**提供的文本:**
■ ■ ■ ■ ■

在二審庭審中,關於加班事宜,法官仔細詢問公司,不定時工作制是否經過審批?
被告答,沒有。
彈性工作制誕生之初,散發人性之光,是中國互聯網企業納入“夢想、自由、平等”文化的表現,然而到如今,卻變為打破工作與生活界限的重要原因。
在深入觀察互聯網企業後,梁萌得出一個略顯諷刺的結論——有時候反而是那些實行彈性工作時間的大型互聯網企業,組織內部的加班更頻繁。
在管理學裏,邊界理論認為,工作、生活和休閒三個不同區域之間有明顯的邊界。然而彈性工作時間,使得邊界本身變得模糊。一旦工作向生活空間滲透,打破邊界沒有任何道德和制度的壓力,“讓工作侵犯到你生活和休閒的時間更加容易,沒有人認為這是不應該的”。
疫情加速了一切。梁萌以自己舉例,疫情時,她大量使用線上會議等工具,線上工作的便利性呈幾何倍數增長,也為突破工作和生活界限提供非常多便利。
看起來,彈性工作制會被打工人當成一種資源,可以靈活安排工作和生活,但恰恰是這種資源,反而製造了提高工作對生活滲透性的機會,“這個資源是個雙刃劍,大部分人並沒有看到兩面性”。

■ ■ ■ ■ ■

指點資料集中的條目
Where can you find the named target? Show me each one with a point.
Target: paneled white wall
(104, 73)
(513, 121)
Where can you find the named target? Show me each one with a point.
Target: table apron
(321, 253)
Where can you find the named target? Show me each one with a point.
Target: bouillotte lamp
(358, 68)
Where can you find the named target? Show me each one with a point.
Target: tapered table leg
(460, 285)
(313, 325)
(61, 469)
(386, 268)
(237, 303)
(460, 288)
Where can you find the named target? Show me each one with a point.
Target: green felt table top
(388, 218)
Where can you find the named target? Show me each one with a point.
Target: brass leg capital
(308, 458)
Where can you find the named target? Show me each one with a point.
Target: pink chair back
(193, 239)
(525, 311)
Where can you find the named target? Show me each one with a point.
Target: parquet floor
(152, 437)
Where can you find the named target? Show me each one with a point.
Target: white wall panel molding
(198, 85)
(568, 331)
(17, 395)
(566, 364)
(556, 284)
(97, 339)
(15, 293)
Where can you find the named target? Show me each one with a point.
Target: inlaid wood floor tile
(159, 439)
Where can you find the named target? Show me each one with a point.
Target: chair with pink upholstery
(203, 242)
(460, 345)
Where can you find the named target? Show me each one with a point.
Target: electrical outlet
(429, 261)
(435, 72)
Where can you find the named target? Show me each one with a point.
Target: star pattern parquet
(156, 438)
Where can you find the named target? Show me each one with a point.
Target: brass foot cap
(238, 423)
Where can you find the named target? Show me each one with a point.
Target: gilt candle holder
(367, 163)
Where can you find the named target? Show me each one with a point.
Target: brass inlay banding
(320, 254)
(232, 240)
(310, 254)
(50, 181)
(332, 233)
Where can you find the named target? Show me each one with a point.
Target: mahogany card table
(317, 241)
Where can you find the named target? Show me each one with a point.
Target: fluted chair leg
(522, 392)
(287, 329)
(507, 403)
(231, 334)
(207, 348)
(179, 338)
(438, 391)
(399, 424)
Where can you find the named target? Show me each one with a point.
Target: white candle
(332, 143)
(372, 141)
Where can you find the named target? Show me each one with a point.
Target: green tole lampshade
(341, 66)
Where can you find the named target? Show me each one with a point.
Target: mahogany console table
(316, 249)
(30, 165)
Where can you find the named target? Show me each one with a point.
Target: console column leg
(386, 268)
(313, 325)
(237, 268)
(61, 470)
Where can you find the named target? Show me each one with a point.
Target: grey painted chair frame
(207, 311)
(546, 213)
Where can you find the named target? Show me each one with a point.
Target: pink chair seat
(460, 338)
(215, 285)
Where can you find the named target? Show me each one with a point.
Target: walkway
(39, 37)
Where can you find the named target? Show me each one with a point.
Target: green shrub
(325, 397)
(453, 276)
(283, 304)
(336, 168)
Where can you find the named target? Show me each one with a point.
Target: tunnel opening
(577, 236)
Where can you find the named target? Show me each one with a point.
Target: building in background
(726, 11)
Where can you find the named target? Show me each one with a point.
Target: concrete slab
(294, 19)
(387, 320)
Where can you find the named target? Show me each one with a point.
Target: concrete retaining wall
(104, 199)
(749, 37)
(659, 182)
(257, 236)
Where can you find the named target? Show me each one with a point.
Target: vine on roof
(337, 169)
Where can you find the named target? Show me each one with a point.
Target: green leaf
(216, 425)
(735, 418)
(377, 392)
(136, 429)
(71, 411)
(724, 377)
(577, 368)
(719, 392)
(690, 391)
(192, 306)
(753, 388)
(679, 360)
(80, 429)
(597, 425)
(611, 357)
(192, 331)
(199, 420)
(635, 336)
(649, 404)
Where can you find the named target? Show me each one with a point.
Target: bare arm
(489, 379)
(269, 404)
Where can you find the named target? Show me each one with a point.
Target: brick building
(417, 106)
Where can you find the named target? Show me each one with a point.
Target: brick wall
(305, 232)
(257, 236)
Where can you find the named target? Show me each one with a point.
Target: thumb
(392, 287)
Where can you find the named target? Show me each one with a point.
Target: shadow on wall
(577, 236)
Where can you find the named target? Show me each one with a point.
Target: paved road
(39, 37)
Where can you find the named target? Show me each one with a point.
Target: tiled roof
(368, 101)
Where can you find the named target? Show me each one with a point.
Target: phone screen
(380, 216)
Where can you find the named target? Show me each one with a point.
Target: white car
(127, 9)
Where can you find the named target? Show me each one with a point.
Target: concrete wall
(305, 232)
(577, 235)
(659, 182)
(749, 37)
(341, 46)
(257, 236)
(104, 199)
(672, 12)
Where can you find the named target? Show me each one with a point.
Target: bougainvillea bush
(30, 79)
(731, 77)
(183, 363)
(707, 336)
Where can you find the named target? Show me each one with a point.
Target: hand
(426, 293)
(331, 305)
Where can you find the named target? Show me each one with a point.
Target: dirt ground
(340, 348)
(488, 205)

■ ■ ■ ■ ■

**待辦事項:**
a - 從彈性工作制一文中摘錄從“彈性工作制誕生之初,散發人性”到“作和生活界限提供非常多便利。”的部分,一字不改。
b - 接著彈性工作制一文的最後一句往下寫。

**答案:**
a -
彈性工作制誕生之初,散發人性之光,是中國互聯網企業納入“夢想、自由、平等”文化的表現,然而到如今,卻變為打破工作與生活界限的重要原因。
在深入觀察互聯網企業後,梁萌得出一個略顯諷刺的結論——有時候反而是那些實行彈性工作時間的大型互聯網企業,組織內部的加班更頻繁。
在管理學裏,邊界理論認為,工作、生活和休閒三個不同區域之間有明顯的邊界。然而彈性工作時間,使得邊界本身變得模糊。一旦工作向生活空間滲透,打破邊界沒有任何道德和制度的壓力,“讓工作侵犯到你生活和休閒的時間更加容易,沒有人認為這是不應該的”。
疫情加速了一切。梁萌以自己舉例,疫情時,她大量使用線上會議等工具,線上工作的便利性呈幾何倍數增長,也為突破工作和生活界限提供非常多便利。

b -
最後的問題
汪子元代理的李雪勞動爭議案二審勝訴。在北京市第三人民法院公眾號中,二審法官鄭吉喆提及,改判是因為證據中的一份假期值班表引起他的注意。
值班表裏,不僅明確時間安排,還對工作內容有規範要求,比如“收到用户需求先在羣裏回覆一句(30秒內)”“處理文章(2分鐘內完成)”等。而作為運營主管,李雪有50多個工作社羣,週末假期也經常排班。
他意識到,在平台經濟背景下,勞動者提供勞動的工具由實體化向數字化轉變,隨之也產生了加班“虛擬化”“隱形化”的問題,但“隱形加班”並非法律上的明確定義,之前也沒有法院在判決中做出相關裁決。
因此,幾經研究,他提出“隱形加班”的標準為“付出實質性勞動”和“明顯佔用時間”。最終,判決確認李雪的勞動付出,酌定公司支付李雪加班費3萬元。
這是一個振奮人心的結局,也是一個身心疲累的結果。
從勞動仲裁到一審、二審,李雪耗時2年多。她最終婉拒了採訪邀請。
“可能從法律界、媒體來講,這是好事,但對她而言,影響不好。”汪子元解釋,若是站在用人單位角度,不太願意聘請這樣的員工,會覺得這樣的員工不好管理,“通俗點講,刺兒頭”。
這兩年,部分互聯網企業增長放緩,甚至也開始放棄採用OKR來考核員工了。梁萌回訪了當年在互聯網工作的同學,他早已預見了自己的結局:因為年齡,被裁。
在《加班》一書的結尾,梁萌寫道,“那些橫空出世的互聯網公司,為何又在短短數月間如流星般隕落,只留下憤怒的消費者、茫然的員工和散落在城市角落的物料垃圾。”
這一切,已經足以讓人反思,“有必要那麼快嗎?”
(經受訪者要求,李雪為化名。)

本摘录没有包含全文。